Исходный текст:
Для традиционного мировосприятия аборигенов все в этом мире несет на себе печать нуминозного – отмеченного присутствием священного, – но лишь посвященные наделены способностью видеть пути, по которым прошли герои мифов – Dreaming tracks или Songlines. Умеющие читать эту древнюю книгу хранят в собственной памяти виртуальную карту своей земли. Карту, которую они воспроизводят на листах коры, на чурингах или на земле, когда хотят изобразить свой Дриминг – странствия и деяния своих предков. Это – особая, мифологическая география.

По словам известного археолога и общественного деятеля Джона Малвени, духовное восприятие земли – наиболее ценный вклад, которым аборигены одарили многокультурную Австралию.18

Аборигены сами различают землю как свою духовную страну, с которой они связаны религиозно-мифологическими узами, и землю как почву со всеми ее физико-географическими особенностями, с источниками воды, животными и растениями, с минеральным сырьем, служащим для изготовления орудий, и это находит выражение в лексике: некоторые языки аборигенов выражают эти понятия различными терминами. Но различая эти понятия на одном уровне сознания, люди объединяют их на другом.

Интимность связей с природой, совершенное знание своей земли как охотничье-собирательской территории, возможностей, предлагаемых ею в разное время года, а наряду с этим и знание связанных с нею мифов, глубокая, эмоциональная привязанность к земле, на которой человек родился и вырос, которая кормит его семью, его общину, – все это входит как важнейшая составляющая в воспитание человека архаического общества.

Что сделать:
A – Перепишите фрагмент текста о земле аборигенов от «Аборигены сами различают» до «человека архаического общества.» включительно, подставив «промысловой территории» вместо «охотничье-собирательской территории».
B – Ответьте по тексту о земле аборигенов:
(i) Как называются пути, по которым прошли герои мифов?
(ii) Кто назвал духовное восприятие земли наиболее ценным вкладом аборигенов в многокультурную Австралию?
(iii) В чем находит выражение то, что аборигены различают землю как духовную страну и землю как почву?
Строки ниже — самостоятельный материал, не связанный с текстом.

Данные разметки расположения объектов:
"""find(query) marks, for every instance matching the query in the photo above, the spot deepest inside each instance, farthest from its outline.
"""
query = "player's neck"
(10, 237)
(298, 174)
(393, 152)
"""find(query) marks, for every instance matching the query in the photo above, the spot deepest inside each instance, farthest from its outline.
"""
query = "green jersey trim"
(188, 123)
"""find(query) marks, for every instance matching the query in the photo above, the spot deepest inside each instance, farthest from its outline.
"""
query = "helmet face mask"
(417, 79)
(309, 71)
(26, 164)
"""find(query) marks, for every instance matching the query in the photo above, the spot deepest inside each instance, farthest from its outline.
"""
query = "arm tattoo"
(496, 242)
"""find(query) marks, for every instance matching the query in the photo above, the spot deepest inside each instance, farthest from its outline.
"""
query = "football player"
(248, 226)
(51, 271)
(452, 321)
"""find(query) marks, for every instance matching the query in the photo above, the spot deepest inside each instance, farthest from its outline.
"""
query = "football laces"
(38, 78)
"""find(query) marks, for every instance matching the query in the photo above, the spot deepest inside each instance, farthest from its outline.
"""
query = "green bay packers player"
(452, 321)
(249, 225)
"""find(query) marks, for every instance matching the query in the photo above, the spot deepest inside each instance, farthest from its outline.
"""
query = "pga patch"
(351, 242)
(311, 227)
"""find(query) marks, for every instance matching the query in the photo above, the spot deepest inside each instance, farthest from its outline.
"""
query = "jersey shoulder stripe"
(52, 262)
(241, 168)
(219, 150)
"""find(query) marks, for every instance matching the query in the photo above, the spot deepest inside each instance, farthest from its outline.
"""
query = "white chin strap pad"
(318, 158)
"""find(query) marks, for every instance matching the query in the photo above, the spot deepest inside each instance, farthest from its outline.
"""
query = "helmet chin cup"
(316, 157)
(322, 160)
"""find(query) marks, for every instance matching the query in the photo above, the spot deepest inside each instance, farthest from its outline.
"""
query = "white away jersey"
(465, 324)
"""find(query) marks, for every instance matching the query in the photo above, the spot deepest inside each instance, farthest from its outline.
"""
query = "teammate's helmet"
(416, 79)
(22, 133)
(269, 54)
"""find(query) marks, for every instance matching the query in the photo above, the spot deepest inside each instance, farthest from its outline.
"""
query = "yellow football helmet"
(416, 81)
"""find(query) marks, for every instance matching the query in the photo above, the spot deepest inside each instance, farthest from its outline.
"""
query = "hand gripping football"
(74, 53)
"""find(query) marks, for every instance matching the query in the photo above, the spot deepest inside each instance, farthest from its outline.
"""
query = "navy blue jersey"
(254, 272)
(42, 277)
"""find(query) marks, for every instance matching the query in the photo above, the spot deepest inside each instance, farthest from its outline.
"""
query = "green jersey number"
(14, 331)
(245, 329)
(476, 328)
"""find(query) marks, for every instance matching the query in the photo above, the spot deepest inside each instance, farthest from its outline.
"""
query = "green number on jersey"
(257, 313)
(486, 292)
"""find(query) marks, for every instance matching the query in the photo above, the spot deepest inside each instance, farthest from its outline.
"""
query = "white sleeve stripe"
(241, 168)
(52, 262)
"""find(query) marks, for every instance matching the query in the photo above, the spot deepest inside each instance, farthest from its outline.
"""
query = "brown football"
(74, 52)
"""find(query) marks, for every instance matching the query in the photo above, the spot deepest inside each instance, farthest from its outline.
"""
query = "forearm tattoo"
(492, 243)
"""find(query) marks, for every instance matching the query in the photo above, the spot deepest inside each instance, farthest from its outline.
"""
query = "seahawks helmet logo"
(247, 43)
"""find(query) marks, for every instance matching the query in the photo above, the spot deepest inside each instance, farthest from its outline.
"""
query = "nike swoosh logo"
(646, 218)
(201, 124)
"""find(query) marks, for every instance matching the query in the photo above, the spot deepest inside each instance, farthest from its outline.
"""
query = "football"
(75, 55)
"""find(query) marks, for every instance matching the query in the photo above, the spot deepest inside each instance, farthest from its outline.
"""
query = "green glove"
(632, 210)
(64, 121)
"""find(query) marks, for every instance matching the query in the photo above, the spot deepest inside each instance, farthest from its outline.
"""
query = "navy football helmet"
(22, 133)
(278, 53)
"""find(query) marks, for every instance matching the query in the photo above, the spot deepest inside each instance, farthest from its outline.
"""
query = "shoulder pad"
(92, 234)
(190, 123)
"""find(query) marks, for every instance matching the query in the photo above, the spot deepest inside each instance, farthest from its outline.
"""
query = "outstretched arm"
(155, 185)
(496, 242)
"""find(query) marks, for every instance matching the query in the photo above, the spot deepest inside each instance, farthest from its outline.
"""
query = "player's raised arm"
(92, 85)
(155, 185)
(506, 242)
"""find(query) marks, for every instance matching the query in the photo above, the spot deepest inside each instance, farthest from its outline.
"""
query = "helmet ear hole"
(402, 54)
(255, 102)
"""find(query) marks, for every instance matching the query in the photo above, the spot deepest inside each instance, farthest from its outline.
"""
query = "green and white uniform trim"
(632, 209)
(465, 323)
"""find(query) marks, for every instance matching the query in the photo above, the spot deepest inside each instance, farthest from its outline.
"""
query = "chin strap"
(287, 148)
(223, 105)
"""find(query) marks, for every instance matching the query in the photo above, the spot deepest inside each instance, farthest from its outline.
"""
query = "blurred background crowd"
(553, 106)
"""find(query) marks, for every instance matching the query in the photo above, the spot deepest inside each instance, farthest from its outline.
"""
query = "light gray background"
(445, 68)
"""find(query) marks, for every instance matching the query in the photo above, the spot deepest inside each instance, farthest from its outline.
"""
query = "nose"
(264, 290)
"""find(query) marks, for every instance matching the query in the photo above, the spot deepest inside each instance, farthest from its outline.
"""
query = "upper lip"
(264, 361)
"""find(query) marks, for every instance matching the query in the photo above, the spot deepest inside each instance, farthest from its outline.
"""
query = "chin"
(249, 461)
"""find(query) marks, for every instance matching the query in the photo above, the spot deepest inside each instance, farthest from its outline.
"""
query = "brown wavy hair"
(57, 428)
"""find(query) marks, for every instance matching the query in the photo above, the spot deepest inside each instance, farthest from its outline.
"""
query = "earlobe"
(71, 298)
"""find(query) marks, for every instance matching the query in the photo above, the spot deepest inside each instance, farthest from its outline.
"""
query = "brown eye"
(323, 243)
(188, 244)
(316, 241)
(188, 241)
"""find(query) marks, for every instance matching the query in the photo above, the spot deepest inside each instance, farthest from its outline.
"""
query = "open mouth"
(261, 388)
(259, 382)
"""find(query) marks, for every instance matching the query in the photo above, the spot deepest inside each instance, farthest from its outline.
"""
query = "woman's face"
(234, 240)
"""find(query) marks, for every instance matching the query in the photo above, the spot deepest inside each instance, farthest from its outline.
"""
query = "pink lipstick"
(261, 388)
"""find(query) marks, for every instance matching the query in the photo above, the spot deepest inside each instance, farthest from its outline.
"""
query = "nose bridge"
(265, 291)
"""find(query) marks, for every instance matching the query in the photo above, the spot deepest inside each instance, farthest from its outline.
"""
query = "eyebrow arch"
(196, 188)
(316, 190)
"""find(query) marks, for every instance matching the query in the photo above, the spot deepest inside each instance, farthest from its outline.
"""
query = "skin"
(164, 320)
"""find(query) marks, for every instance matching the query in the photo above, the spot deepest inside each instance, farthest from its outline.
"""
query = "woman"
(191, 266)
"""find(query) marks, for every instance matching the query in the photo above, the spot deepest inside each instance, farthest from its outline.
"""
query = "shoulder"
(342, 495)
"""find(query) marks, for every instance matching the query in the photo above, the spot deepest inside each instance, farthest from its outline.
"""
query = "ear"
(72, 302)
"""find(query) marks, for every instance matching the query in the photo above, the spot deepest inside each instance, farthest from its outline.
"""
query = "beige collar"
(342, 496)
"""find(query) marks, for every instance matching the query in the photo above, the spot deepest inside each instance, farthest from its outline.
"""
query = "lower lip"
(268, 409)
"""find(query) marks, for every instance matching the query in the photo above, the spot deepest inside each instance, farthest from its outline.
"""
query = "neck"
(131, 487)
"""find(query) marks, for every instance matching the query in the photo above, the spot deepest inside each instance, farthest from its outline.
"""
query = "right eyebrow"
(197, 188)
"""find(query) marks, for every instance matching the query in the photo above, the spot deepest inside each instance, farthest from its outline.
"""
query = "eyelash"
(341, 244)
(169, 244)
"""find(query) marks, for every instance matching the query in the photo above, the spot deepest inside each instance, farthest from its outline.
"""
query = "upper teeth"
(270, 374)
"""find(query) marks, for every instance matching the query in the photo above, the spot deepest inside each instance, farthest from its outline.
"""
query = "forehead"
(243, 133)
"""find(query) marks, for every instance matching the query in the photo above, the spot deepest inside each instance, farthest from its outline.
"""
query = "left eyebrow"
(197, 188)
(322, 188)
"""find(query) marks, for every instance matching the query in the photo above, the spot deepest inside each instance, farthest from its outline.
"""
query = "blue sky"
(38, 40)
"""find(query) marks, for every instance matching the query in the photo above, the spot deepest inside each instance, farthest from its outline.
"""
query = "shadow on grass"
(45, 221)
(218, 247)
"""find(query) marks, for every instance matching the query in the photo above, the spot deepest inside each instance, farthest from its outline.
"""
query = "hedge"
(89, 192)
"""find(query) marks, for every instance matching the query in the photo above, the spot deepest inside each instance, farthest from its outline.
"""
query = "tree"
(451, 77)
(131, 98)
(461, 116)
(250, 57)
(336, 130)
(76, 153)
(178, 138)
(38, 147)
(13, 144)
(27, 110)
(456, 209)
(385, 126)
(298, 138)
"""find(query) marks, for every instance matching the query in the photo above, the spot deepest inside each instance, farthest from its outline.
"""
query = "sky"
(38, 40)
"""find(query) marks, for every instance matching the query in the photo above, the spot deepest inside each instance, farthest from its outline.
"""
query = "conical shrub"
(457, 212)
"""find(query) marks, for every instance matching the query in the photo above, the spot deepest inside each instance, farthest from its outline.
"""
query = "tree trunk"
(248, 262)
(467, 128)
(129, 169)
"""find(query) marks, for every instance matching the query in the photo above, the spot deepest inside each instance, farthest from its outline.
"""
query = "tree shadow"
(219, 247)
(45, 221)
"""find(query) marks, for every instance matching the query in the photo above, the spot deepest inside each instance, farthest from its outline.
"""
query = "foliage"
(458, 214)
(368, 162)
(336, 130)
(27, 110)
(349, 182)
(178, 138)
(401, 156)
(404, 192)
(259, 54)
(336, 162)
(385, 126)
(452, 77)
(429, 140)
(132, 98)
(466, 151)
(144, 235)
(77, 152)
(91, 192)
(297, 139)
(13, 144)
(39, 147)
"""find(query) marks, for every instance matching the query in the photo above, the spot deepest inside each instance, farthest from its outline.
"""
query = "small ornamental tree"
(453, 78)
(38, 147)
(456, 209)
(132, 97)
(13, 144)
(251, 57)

Ответы:
A –
Аборигены сами различают землю как свою духовную страну, с которой они связаны религиозно-мифологическими узами, и землю как почву со всеми ее физико-географическими особенностями, с источниками воды, животными и растениями, с минеральным сырьем, служащим для изготовления орудий, и это находит выражение в лексике: некоторые языки аборигенов выражают эти понятия различными терминами. Но различая эти понятия на одном уровне сознания, люди объединяют их на другом.

Интимность связей с природой, совершенное знание своей земли как промысловой территории, возможностей, предлагаемых ею в разное время года, а наряду с этим и знание связанных с нею мифов, глубокая, эмоциональная привязанность к земле, на которой человек родился и вырос, которая кормит его семью, его общину, – все это входит как важнейшая составляющая в воспитание человека архаического общества.

B –
(i) Dreaming tracks или Songlines.
(ii) Археолог и общественный деятель Джон Малвени.
(iii) В лексике: некоторые языки аборигенов выражают эти понятия различными терминами.